[Exercise task]: Rewrite each line of the records below as an item in a single numbered list, leaving out any blank lines.
**** Listed records ****
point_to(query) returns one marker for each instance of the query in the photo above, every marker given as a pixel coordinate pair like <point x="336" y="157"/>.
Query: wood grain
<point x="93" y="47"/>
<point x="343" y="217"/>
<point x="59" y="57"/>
****
[Written reply]:
1. point_to(query) returns one marker for each instance of the query in the photo above, every marker given as a pixel coordinate pair like <point x="336" y="157"/>.
2. Query: wood grain
3. <point x="93" y="47"/>
4. <point x="343" y="217"/>
5. <point x="59" y="57"/>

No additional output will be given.